**Directive A**
Find each line in the records below that contains the string "target" and copy those lines. Matching is case-sensitive.

Charity?
Humbug!
by
Doug Casey
by Doug Casey
If Warren
Buffett really wanted to be charitable with his billions, he would
have concentrated on making billions more.
Simply put,
I don't believe in philanthropy or charitable giving at least
not the ordinary kind.
Charitable
giving and the concept of charity itself are among the stupidest
and most destructive humbugs stalking Americans of good will today.
Warren Buffett's bequest of $31 billion to the Bill and Melinda
Gates Foundation provides an excellent opportunity to discuss the
harm done in the name of charity and the confusion that surrounds
the topic.
If you have
the money to invest, you'll almost certainly die with some assets;
maybe a lot. But how should you dispose of them? This is definitely
a "hot button" subject, combining aberrations from the
very topics that are most susceptible to irrational thought: money,
family, politics, and religion.
I wasn't surprised
to hear of Buffett's bequest. He's said for years that he would
only leave a comparatively token sum to his family. But in my view,
this cements him in the "Idiot Savant" roll call of rich
guys, although not as solidly as the intellectually brain-dead,
ethically vacant, and unintentionally comical Ted Turner, he of
the billion dollar bequest to the United Nations. And although I
haven't included Bill Gates on that list in the past, he definitely
belongs there for his huge bequest to his own foundation. (And also
for the spineless way he responded to the government's antitrust
suit against Microsoft back in 1998. If it had been my company,
I would have transplanted it to a friendlier clime and paid
for the move with just a couple of years' tax savings.)
My guess is
that despite his intelligence, expertise, and generally affable,
self-deprecating manner, Buffett is profoundly misanthropic. Like
Gates, Buffett has a classic anticapitalistic, limousine-liberal
mentality toward money. He says imbecilic things like, "The
market system has not worked in terms of poor people" (on a
recent "Charlie Rose" show). That matches Bill's incredibly
hackneyed and politically correct press conference statement: "We
really owe it to society to give back." No, you idiot savant,
society which is largely composed of nonentities who produce
no more than they need to survive personally (if that) owes
you a huge debt for your work with computers. I'm just sorry you're
not actually worthy.
Many people
of great wealth seem uncomfortable with money, a feeling which perhaps
underlies their pathological urge to hand it over to the undeserving.
Andrew Carnegie was another sufferer: "A man who dies wealthy,
dies disgraced." Discomfort with wealth is among the many reasons
the Orient will overwhelm the West in the next few generations.
Buffett's and Gates' grandchildren may be working as maids and houseboys
for the Chinese. A rich Chinese wouldn't dream of leaving his money
to a charity, to be dissipated by the do-gooders, world-improvers,
socialites, and socialists who almost invariably infest the board
of charities.

(Lines of data)
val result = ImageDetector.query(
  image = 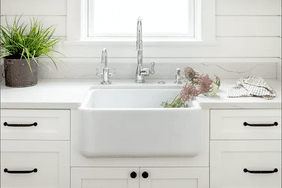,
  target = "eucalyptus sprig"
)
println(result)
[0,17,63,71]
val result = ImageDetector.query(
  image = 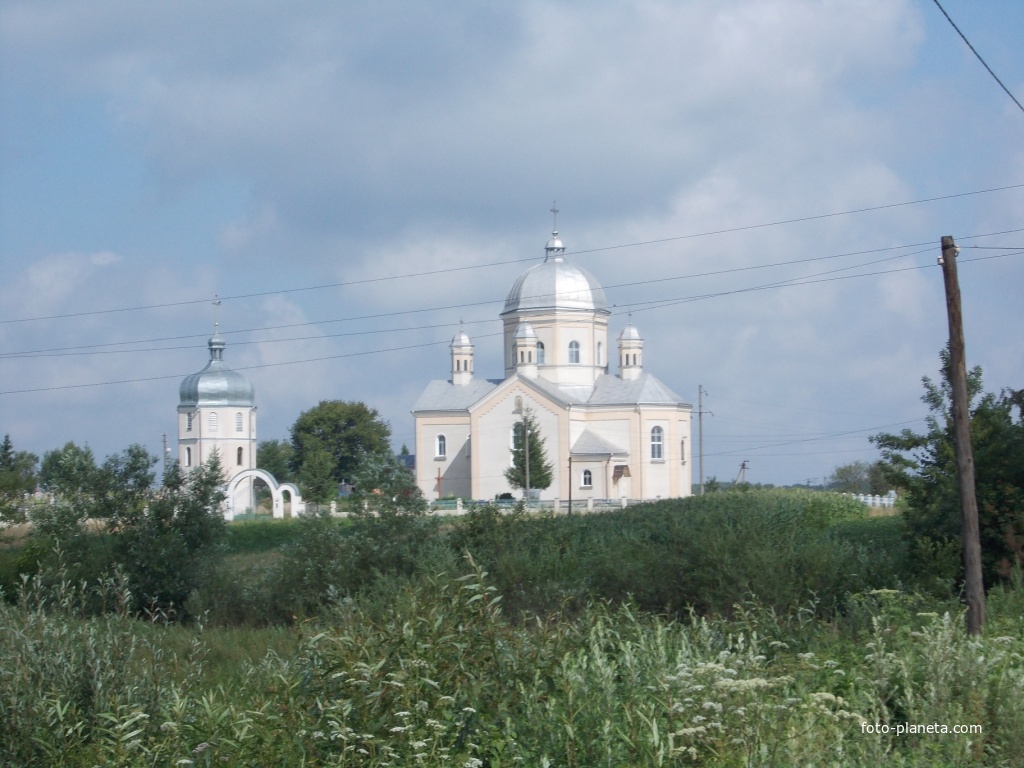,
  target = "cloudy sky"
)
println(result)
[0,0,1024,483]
==
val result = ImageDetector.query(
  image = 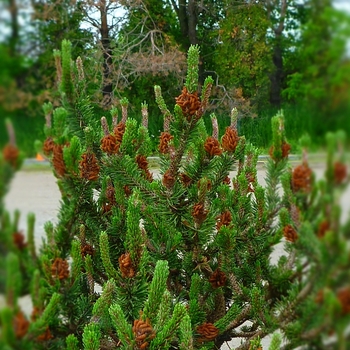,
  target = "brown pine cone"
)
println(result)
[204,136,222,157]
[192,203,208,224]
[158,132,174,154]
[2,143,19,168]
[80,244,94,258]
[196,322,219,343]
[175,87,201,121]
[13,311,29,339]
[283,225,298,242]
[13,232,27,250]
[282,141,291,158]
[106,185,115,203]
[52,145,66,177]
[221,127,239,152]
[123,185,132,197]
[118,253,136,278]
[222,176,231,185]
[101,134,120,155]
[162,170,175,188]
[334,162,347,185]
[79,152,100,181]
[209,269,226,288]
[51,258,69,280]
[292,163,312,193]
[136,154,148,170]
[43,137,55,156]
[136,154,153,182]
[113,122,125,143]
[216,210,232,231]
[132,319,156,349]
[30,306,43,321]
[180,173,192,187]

**Directive B**
Pick up the essay on charity above from its last sentence and keep writing.

**Exercise answer A**
  target = "eucalyptus sprig"
  target = "cloudy sky"
  target = "brown pine cone"

**Exercise answer B**
A Chinese
billionaire in Hong Kong will leave his entire fortune, tax free,
to his kids. Unless he plans early and well, an American billionaire
will leave his children only half, after taxes. Or much less after
our sick ethos of giving draws off a large portion to politically
correct charity. So the next generation of Chinese will start out
with perhaps three or four times the capital of their American counterparts
whose parents had the same assets. And unburdened by either income
taxes or idiotic American attitudes towards money, they will make
it grow much, much faster.
But it goes
far beyond that. Accumulation itself is benefaction. The accumulation
of capital, no matter who owns it, adds to the demand for everyone's
labor, and so enriches everyone who can get out of bed. Giving,
on the other hand, is a tricky business. It can easily result in
waste or in actual harm. From mankind's point of view, if not from
Tiny Tim's, Scrooge was a more efficient benefactor before the ghostly
visits than after.
Buffett says
he doesn't want to reinforce the power of those who are simply "members
of the lucky sperm club." But the solution is not to exclude
people from the lucky sperm club by perversely disinheriting them,
but to help enrich society by making ever more people members of
it.
I deplore
Buffett's intellectual dishonesty. While tax avoidance is one reason
he likes to hold investments "forever," he's philosophically
a great believer in taxes. It's hard to respect his hypocrisy. But
I do respect his ability to recognize his own mortality. I also
respect that he's obviously not attached to his wealth, and that
he's actively chosen its recipient. He sees that Bill and Melinda
will likely outlive him by 20 years or more, and knows that, at
least while they're alive, his money probably won't be frittered
on the embarrassing and dishonest hornswoggles initiated mainly
for the aggrandizement of foundation trustees the fate of
almost all left-to-charity fortunes great and small. Instead, his
money will be blown on nonproductive Band-Aids applied to people
who will just get used to having Band-Aids provided for them.
Read
the rest of the article
July
22, 2009
Doug
Casey (send him mail)
is
a best-selling author and chairman of Casey
Research, LLC., publishers of The
Casey Report.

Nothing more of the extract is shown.